§ **Exercise**
Print the items exactly as they appear, covering everything from the start of the items down to the line that contains "[1156, 544]", with both ends included.

§ **Record set**
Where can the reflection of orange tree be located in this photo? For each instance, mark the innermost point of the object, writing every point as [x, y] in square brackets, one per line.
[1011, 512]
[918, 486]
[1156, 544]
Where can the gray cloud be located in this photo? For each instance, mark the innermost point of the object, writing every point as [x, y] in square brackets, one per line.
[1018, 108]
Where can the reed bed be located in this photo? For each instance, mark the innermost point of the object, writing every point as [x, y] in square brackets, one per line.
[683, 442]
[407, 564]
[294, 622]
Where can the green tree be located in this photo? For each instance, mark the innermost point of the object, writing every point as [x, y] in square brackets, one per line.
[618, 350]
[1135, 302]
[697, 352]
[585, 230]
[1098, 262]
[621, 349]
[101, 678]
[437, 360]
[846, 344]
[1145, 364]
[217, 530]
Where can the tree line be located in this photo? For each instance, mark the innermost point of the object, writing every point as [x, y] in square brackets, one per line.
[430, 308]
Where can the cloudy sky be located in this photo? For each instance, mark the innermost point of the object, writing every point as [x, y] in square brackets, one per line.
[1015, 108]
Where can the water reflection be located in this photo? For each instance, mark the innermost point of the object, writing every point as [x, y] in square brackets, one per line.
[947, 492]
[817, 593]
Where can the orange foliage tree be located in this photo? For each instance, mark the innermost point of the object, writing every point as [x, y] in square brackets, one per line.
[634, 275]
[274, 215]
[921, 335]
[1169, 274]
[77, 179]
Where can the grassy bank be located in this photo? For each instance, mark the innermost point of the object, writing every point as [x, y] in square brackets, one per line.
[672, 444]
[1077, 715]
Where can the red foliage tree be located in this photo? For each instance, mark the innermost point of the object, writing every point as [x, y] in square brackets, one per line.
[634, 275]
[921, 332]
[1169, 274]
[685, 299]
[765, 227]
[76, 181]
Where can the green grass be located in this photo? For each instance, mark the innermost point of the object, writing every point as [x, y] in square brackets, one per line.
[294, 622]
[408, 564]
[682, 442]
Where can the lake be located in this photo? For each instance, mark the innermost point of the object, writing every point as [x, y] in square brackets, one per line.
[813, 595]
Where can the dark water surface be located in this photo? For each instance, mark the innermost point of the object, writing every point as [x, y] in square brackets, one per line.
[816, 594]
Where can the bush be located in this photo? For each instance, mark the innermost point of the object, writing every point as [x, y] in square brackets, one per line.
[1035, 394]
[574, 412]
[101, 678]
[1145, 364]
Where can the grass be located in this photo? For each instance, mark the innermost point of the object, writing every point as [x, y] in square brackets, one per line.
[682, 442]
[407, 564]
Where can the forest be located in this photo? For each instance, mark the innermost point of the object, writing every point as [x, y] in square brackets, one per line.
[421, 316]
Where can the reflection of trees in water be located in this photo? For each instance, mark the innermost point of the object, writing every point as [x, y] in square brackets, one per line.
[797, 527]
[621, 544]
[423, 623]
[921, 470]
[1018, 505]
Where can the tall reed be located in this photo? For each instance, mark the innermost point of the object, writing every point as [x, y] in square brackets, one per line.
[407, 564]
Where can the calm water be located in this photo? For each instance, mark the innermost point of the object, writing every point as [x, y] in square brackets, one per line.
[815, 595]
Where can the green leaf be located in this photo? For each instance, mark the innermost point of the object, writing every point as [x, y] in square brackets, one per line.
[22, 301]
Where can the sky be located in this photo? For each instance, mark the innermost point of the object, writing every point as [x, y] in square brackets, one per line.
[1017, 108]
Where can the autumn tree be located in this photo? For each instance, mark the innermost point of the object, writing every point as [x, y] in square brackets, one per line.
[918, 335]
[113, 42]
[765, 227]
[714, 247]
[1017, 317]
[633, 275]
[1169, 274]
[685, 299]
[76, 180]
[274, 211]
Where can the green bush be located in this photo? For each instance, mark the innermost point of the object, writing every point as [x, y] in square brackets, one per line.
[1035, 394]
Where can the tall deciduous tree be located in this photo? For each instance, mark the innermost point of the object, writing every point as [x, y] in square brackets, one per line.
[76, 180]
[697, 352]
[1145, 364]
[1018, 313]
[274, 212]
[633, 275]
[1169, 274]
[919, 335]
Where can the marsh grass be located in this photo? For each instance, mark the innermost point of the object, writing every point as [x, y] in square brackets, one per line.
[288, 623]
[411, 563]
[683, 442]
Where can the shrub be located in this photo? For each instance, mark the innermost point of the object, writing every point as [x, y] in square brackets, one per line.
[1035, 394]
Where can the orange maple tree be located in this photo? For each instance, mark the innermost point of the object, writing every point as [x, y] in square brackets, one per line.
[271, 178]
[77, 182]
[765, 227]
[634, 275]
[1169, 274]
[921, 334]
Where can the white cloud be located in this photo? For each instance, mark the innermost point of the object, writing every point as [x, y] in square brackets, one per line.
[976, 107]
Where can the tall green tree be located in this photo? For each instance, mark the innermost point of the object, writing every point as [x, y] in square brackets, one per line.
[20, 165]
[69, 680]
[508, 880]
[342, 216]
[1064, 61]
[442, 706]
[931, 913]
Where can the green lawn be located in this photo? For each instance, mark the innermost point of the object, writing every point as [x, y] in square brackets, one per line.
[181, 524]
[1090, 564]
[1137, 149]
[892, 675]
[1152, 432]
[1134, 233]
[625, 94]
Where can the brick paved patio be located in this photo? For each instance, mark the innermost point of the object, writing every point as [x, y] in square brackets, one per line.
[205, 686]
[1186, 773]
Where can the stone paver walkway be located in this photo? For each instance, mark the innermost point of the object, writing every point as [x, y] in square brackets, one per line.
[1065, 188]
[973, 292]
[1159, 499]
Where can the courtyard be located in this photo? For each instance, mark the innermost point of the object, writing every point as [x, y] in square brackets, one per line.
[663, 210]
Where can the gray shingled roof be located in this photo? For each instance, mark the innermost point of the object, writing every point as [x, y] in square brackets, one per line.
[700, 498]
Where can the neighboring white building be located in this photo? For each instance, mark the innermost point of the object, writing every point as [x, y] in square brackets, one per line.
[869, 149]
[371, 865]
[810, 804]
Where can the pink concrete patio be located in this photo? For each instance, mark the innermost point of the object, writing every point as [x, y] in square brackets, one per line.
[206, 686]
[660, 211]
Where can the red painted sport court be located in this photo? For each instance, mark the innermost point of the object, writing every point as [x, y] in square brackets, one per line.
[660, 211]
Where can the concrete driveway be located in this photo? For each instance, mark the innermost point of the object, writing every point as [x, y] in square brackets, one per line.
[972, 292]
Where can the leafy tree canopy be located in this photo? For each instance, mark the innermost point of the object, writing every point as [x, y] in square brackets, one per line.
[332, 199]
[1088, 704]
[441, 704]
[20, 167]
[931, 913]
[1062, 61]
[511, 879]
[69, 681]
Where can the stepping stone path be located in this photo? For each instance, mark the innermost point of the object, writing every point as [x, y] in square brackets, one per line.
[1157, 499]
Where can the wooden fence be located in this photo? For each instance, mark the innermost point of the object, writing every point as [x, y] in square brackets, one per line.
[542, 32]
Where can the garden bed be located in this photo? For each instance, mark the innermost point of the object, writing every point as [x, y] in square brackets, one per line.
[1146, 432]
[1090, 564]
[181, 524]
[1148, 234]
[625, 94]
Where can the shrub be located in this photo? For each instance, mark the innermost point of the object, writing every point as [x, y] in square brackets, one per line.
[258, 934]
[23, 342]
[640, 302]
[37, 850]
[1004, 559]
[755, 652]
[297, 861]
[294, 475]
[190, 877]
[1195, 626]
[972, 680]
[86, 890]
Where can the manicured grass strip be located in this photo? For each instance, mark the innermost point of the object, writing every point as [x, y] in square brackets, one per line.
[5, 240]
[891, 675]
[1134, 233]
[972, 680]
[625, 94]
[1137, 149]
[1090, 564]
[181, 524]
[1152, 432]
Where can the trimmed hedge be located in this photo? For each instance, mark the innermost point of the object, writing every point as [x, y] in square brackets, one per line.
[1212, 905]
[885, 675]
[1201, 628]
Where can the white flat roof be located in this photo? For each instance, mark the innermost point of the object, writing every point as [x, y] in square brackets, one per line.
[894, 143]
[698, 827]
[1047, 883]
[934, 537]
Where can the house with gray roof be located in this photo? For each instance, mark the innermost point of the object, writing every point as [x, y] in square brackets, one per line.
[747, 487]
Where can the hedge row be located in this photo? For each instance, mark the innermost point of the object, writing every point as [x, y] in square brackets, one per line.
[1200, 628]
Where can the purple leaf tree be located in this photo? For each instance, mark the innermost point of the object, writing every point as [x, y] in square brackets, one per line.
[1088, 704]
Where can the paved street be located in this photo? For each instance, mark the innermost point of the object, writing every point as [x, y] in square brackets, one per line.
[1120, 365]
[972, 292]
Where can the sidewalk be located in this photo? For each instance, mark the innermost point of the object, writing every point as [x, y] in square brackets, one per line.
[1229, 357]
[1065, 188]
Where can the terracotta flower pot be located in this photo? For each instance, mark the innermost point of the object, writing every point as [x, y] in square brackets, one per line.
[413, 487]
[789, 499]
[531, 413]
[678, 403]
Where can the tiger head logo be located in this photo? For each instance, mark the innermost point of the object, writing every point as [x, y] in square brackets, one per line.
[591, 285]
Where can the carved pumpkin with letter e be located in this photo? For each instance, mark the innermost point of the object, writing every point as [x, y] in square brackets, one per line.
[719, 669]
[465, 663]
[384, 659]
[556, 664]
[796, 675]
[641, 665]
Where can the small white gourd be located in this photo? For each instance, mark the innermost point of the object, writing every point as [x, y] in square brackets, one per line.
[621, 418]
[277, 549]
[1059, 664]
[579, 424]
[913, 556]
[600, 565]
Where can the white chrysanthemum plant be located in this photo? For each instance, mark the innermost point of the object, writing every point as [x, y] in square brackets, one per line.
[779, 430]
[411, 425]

§ **Full answer**
Where can the reflection of orange tree be located in this photo? For each instance, mark the innermost point of the object, writing every point as [x, y] in square brackets, one per line.
[1011, 512]
[918, 486]
[1156, 544]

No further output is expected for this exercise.